----- Supplied records

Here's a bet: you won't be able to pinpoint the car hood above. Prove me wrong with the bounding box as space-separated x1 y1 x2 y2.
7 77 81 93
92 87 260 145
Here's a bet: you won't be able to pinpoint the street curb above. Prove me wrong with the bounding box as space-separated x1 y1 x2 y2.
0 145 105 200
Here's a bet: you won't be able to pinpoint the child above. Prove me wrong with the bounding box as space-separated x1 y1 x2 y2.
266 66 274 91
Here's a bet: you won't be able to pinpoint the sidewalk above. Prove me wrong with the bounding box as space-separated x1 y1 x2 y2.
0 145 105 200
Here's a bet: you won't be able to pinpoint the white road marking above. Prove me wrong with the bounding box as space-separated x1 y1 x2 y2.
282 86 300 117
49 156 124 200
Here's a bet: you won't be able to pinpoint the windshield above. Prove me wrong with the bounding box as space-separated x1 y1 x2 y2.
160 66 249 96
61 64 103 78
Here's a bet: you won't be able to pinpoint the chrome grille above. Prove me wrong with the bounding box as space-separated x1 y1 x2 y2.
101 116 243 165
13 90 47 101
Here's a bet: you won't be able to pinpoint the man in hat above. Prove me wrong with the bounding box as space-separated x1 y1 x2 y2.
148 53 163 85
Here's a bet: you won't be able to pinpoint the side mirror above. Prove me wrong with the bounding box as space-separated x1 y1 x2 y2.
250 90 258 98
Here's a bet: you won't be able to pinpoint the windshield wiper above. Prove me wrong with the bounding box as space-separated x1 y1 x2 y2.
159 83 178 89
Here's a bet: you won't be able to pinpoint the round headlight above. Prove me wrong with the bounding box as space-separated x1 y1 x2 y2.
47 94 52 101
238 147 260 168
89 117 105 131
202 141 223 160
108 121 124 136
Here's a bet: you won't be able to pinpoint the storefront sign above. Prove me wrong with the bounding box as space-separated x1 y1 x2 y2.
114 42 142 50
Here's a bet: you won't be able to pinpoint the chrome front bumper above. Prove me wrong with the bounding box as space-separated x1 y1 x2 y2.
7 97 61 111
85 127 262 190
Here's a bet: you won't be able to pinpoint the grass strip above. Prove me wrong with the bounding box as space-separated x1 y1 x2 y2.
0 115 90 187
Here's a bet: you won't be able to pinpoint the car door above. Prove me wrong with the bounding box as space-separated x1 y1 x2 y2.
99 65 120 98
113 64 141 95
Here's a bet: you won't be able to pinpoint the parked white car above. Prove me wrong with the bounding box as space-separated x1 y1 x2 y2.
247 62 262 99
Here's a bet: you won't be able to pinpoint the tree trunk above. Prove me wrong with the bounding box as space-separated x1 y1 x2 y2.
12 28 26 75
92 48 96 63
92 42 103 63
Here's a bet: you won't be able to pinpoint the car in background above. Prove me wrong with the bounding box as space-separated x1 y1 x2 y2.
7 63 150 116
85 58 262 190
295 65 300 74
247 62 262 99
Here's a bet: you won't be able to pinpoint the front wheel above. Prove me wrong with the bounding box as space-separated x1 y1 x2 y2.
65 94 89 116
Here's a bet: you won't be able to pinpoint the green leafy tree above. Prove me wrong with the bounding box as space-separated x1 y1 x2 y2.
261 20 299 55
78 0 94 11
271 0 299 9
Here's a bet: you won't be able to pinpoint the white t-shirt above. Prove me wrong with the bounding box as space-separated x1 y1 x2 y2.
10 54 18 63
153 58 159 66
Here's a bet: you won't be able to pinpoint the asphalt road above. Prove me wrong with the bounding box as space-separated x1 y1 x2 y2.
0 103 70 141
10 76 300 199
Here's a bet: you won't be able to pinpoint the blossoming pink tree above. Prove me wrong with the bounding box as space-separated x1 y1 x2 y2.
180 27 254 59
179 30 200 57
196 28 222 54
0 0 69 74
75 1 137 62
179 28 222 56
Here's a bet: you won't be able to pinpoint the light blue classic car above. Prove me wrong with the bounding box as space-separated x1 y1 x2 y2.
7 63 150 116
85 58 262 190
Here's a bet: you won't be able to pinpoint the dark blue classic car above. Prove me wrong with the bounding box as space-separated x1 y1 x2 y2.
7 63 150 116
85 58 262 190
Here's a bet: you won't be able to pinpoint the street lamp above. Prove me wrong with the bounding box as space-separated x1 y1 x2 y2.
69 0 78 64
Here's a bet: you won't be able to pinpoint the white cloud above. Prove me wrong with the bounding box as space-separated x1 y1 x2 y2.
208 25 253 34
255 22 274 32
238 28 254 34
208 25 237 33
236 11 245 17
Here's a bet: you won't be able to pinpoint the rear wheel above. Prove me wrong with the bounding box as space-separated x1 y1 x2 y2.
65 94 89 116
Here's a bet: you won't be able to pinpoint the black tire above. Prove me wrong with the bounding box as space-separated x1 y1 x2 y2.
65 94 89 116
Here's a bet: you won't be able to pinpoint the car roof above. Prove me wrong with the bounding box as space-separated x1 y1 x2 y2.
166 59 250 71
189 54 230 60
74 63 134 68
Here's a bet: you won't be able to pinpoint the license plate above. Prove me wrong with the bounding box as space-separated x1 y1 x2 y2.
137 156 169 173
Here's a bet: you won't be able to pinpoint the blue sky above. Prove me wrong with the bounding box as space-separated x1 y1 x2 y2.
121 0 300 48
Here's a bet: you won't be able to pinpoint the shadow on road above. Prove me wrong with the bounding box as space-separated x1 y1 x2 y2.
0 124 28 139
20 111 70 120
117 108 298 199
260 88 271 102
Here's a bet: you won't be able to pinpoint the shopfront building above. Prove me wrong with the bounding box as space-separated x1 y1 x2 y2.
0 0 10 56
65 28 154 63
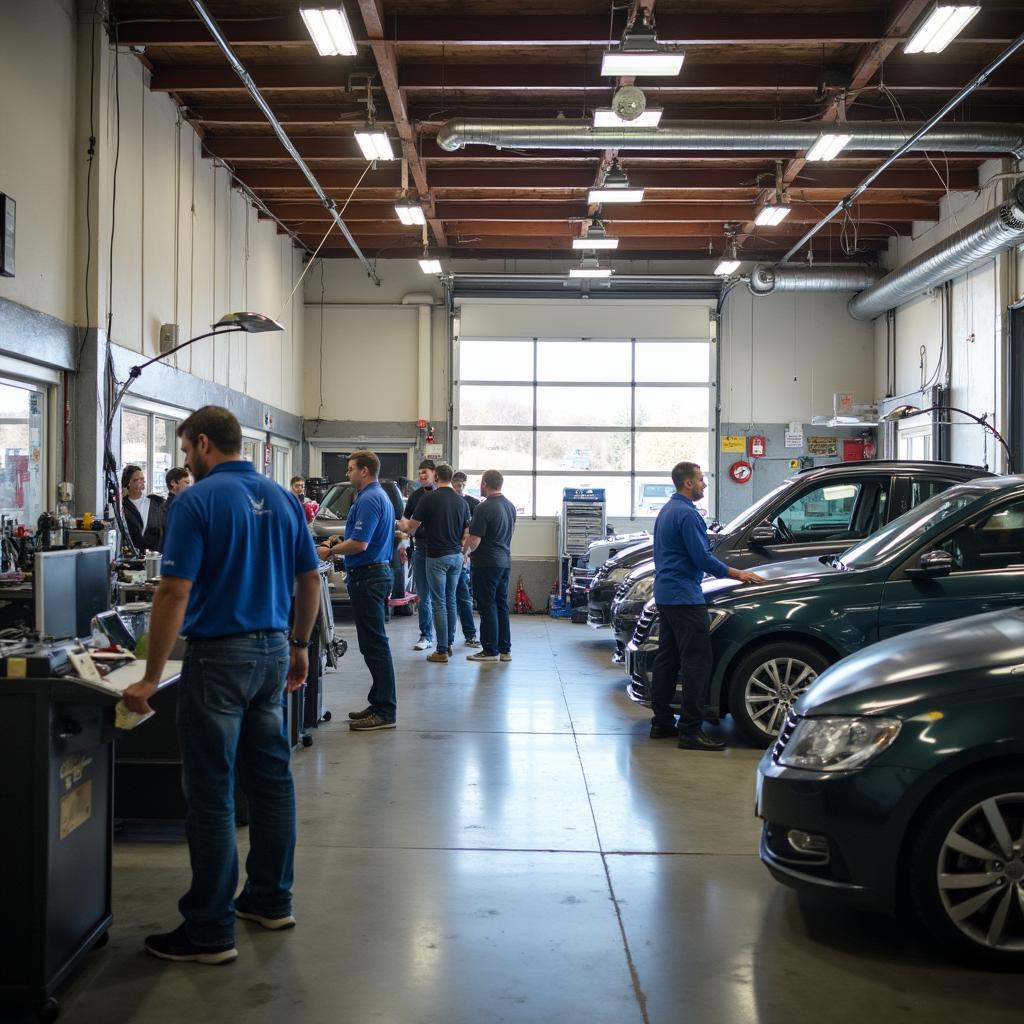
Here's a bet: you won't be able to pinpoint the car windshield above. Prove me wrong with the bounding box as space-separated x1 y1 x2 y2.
718 478 796 535
839 485 987 568
317 483 355 520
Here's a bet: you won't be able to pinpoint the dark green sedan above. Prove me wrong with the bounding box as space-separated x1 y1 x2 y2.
627 476 1024 746
756 607 1024 965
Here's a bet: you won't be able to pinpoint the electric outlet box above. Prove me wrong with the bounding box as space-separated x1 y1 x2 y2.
159 323 179 353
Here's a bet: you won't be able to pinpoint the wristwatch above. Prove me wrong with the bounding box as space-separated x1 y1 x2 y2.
289 637 311 648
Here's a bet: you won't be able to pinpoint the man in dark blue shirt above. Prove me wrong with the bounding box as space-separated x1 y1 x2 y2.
329 450 399 731
651 461 763 751
123 406 320 964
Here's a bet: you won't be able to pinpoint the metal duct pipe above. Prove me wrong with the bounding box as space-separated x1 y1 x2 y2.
848 182 1024 321
749 265 882 295
436 120 1024 156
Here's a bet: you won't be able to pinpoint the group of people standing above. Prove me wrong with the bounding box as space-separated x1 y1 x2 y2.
324 454 517 732
120 463 192 553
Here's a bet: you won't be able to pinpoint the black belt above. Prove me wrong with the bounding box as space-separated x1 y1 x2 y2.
190 630 287 642
347 562 390 575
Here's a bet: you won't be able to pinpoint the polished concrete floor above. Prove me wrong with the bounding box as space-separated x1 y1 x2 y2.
54 616 1022 1023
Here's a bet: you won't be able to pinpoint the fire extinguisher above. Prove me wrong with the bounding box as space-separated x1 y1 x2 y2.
515 575 532 614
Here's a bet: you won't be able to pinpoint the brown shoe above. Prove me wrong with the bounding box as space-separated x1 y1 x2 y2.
426 651 449 664
348 707 375 721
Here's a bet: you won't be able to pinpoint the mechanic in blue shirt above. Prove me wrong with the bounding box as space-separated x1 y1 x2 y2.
650 461 763 751
123 406 320 965
325 449 399 732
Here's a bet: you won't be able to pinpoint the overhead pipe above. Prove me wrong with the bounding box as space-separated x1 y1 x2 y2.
848 181 1024 321
188 0 379 284
748 264 882 295
436 120 1024 156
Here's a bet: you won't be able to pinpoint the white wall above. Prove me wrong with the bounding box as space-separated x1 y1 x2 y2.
872 160 1024 468
721 287 875 423
0 0 77 323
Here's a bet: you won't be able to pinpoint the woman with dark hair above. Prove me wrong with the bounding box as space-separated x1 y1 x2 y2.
121 464 167 552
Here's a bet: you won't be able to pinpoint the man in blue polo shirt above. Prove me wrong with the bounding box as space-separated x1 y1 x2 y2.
650 461 763 751
124 406 320 965
326 449 399 732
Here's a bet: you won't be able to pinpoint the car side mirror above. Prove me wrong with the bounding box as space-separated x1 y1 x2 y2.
906 549 954 580
750 525 775 548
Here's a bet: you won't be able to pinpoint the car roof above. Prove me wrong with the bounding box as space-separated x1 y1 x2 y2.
796 460 992 478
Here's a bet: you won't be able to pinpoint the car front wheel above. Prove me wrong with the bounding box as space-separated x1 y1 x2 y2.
909 772 1024 965
726 641 829 747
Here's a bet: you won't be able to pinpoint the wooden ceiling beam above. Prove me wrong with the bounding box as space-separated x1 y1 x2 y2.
356 0 446 246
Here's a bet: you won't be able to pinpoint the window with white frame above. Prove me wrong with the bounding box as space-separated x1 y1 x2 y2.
121 409 183 497
455 337 713 517
0 377 48 526
272 444 291 486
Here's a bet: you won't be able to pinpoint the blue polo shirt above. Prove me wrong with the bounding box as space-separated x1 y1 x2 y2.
653 492 730 606
160 460 319 637
344 481 395 568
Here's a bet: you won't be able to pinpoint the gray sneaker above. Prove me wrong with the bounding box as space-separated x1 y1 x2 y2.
466 651 498 662
348 706 374 721
349 714 397 732
464 638 482 648
499 653 512 663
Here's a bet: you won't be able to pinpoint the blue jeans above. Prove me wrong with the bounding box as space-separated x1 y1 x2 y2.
176 632 294 946
456 561 476 640
348 566 397 721
427 552 463 653
472 566 511 656
412 547 433 641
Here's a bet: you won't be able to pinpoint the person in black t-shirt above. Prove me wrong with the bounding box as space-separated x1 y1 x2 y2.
464 469 517 663
403 460 437 650
451 471 480 648
400 462 470 663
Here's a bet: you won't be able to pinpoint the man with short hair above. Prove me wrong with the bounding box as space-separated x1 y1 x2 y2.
399 462 470 664
164 467 191 513
123 405 320 965
403 460 437 650
329 450 399 733
464 470 517 664
650 462 763 751
451 471 480 648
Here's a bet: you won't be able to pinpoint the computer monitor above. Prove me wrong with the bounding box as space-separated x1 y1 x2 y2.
34 547 112 641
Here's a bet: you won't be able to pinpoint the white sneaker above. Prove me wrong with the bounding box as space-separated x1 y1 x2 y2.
413 636 432 651
499 653 512 663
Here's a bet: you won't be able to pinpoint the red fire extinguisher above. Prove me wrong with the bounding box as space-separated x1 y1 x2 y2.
515 576 532 615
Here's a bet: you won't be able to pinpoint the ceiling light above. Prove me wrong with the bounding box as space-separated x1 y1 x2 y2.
714 232 741 276
572 215 620 250
714 259 741 276
601 20 684 77
593 108 663 128
805 132 854 161
754 200 792 226
395 199 426 225
354 129 394 161
419 258 442 274
299 7 357 57
570 257 613 279
588 159 644 204
904 4 981 54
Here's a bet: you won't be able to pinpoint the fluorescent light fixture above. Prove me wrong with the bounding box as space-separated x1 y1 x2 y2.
588 188 644 203
570 265 613 279
904 4 980 54
754 201 792 226
593 108 664 128
354 130 394 161
805 132 854 161
714 259 741 276
419 258 442 274
395 201 426 226
300 7 357 57
600 51 684 76
572 237 619 250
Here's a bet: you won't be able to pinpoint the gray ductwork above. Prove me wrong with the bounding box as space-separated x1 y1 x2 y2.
748 265 882 295
436 119 1024 156
848 181 1024 320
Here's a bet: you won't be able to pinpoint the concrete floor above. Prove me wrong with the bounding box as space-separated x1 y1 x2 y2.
54 616 1022 1023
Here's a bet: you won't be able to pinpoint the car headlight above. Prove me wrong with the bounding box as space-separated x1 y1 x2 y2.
608 565 631 584
707 608 731 632
631 577 654 603
648 617 660 641
777 716 901 772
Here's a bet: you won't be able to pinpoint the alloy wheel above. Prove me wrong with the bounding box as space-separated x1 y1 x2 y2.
744 657 818 737
936 793 1024 952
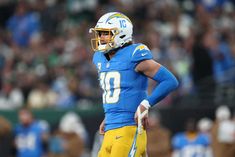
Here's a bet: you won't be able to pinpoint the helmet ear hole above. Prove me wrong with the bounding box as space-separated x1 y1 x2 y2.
120 35 126 39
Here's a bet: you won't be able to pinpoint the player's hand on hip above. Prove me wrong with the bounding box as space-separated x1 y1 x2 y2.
99 119 105 135
135 100 150 134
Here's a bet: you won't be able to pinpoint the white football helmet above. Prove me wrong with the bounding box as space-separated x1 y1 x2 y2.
89 12 133 53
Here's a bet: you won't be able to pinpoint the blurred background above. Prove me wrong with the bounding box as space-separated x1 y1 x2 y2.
0 0 235 157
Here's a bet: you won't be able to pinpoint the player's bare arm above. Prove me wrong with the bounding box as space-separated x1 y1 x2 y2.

----------

Task item: Your output should be an exact copy of the lines from the one containing "the player's hand" through the last line of the data above.

Expected answer:
Here's a bet: you won't be able to pinpoint the player's hand on hip above. Prove me wrong with the bounding box as space-separated x1 y1 x2 y2.
99 119 105 135
135 100 150 134
Here's a bet: you won't be able to pinpoint the white football helmet above. Prove me wrong with the bounding box as space-separated x1 y1 x2 y2.
89 12 133 53
Here's a bet: you won't be able to pinpoint the blurred background above. Prove me wrong with the bounding box as space-separated x1 y1 x2 y2.
0 0 235 157
Here's a bet: you won't be able to pinpoint the player's bare arm above. Prove me wrong with the bounding box as space-separated x1 y1 x2 y2.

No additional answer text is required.